- WHAT THE EXERCISE ASKS -
Lay out the items from the line containing "leather bridle -> point" down through the line containing "(1021, 714)", both included, as a Markdown table with the columns Row and Line. Skip any blank lines.

BEGIN WORKING DATA

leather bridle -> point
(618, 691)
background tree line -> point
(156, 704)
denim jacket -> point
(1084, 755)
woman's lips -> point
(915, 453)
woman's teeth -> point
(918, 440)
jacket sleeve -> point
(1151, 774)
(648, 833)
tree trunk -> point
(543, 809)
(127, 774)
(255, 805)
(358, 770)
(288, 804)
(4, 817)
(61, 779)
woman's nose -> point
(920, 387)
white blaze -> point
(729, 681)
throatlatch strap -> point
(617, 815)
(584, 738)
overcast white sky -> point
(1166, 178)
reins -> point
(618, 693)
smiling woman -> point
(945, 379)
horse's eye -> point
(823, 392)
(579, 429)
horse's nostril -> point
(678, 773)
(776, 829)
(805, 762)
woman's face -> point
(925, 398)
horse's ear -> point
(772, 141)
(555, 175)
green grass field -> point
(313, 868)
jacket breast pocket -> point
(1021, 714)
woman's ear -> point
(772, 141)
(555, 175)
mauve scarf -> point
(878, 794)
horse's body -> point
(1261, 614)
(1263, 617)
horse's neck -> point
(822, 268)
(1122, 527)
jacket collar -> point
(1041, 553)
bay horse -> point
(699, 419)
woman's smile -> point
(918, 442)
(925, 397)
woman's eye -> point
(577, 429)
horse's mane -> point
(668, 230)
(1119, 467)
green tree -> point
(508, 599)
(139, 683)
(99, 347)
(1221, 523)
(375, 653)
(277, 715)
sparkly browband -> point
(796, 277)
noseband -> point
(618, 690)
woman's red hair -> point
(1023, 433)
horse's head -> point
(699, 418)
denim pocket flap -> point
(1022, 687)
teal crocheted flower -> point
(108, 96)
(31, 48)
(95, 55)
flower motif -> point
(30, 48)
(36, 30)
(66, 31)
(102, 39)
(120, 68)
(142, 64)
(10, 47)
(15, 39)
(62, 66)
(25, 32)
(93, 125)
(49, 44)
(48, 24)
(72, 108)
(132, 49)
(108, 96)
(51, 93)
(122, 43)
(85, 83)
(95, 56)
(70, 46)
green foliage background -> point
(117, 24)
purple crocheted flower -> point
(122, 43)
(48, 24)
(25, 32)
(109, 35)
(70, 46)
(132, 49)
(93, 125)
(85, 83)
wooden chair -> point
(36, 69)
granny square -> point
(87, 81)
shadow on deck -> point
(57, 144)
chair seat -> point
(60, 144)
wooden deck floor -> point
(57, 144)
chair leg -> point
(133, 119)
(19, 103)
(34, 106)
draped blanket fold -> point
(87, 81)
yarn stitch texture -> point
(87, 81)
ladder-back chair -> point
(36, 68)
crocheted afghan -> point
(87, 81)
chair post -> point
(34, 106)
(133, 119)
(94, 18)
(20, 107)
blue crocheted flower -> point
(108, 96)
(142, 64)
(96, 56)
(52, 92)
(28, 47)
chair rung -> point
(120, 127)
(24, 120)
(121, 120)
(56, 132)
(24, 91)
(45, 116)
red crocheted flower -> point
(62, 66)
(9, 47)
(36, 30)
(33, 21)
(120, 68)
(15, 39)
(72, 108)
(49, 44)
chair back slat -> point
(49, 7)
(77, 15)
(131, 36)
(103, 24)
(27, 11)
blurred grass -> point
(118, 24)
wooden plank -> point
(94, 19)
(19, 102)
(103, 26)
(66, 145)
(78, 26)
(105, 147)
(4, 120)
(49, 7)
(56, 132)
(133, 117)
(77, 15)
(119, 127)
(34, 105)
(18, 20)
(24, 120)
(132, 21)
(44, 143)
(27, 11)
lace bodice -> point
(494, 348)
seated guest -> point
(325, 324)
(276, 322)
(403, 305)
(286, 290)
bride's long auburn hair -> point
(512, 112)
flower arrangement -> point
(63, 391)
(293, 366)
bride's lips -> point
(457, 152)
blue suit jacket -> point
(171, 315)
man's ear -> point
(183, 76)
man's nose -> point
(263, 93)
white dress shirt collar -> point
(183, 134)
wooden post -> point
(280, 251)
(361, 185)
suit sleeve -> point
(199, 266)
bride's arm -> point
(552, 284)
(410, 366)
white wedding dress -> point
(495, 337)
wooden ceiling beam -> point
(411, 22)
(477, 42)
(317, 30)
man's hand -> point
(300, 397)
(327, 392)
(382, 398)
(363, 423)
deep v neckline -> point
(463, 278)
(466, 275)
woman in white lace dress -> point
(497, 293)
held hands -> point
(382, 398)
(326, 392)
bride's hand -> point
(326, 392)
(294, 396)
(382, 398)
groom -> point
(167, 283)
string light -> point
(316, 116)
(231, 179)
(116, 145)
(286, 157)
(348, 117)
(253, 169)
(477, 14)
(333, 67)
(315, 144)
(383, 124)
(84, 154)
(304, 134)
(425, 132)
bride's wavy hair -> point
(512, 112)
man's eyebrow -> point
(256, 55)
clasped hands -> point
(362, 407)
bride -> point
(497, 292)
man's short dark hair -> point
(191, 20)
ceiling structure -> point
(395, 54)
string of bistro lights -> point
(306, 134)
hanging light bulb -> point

END WORKING DATA
BEGIN WORKING DATA

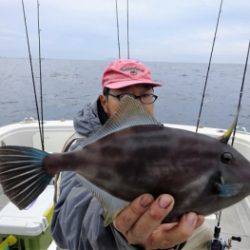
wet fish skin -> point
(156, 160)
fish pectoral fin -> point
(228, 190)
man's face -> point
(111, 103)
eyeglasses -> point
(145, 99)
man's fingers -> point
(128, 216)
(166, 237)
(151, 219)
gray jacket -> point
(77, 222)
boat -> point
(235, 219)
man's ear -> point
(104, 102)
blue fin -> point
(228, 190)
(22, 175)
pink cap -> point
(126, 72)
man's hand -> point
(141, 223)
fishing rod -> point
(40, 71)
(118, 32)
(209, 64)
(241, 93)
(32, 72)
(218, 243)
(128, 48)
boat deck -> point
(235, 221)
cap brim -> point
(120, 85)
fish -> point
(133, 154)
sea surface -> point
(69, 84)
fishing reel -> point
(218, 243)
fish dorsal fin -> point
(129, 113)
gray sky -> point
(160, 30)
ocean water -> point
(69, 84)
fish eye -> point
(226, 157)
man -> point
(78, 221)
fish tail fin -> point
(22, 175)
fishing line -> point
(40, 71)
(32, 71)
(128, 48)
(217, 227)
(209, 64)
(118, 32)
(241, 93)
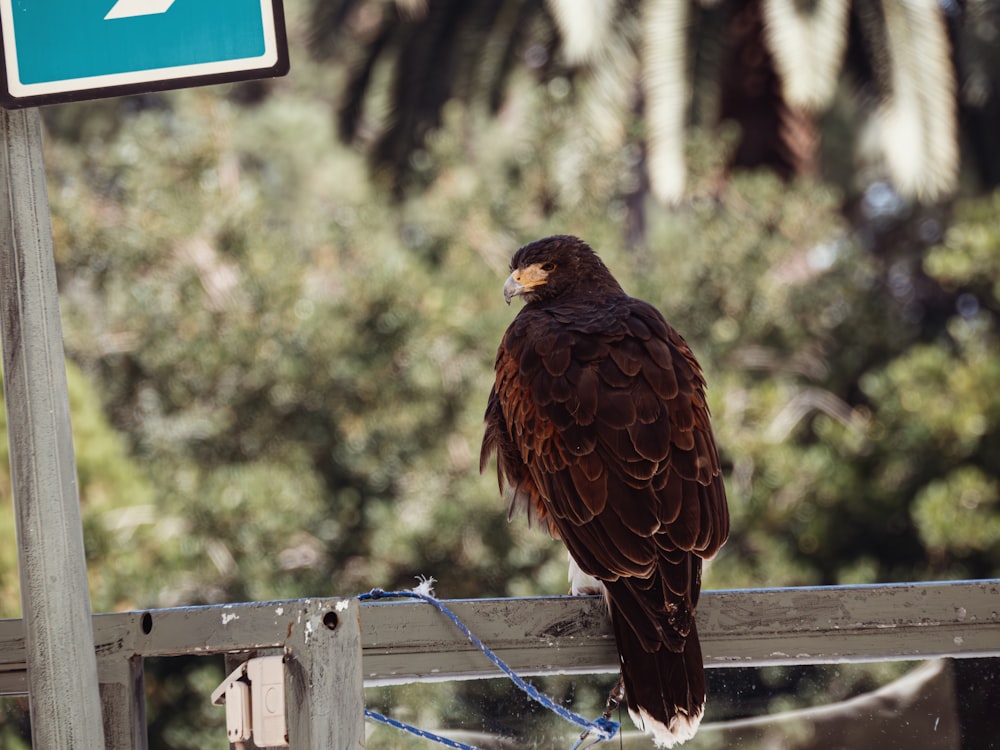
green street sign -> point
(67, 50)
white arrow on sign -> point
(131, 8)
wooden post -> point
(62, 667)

END WORKING DATA

- ANSWER TO THE PROBLEM -
| Row | Line |
|---|---|
| 1 | leather bridle -> point |
| 2 | (618, 691) |
| 3 | background tree line -> point |
| 4 | (156, 704) |
| 5 | denim jacket -> point |
| 6 | (1084, 755) |
| 7 | woman's lips -> point |
| 8 | (915, 453) |
| 9 | woman's teeth -> point |
| 10 | (918, 440) |
| 11 | jacket sleeve -> point |
| 12 | (1151, 774) |
| 13 | (648, 833) |
| 14 | tree trunk -> point |
| 15 | (543, 809) |
| 16 | (127, 774) |
| 17 | (255, 805) |
| 18 | (358, 770) |
| 19 | (288, 804) |
| 20 | (4, 817) |
| 21 | (61, 779) |
| 22 | woman's nose -> point |
| 23 | (920, 387) |
| 24 | white blaze -> point |
| 25 | (729, 681) |
| 26 | throatlatch strap -> point |
| 27 | (617, 815) |
| 28 | (584, 738) |
| 29 | overcast white sky -> point |
| 30 | (1166, 178) |
| 31 | reins -> point |
| 32 | (618, 693) |
| 33 | smiling woman -> point |
| 34 | (945, 379) |
| 35 | horse's eye -> point |
| 36 | (823, 392) |
| 37 | (579, 429) |
| 38 | horse's nostril -> point |
| 39 | (678, 773) |
| 40 | (776, 829) |
| 41 | (805, 762) |
| 42 | woman's face -> point |
| 43 | (925, 398) |
| 44 | horse's ear -> point |
| 45 | (772, 141) |
| 46 | (555, 175) |
| 47 | green grass field -> point |
| 48 | (313, 868) |
| 49 | jacket breast pocket -> point |
| 50 | (1021, 714) |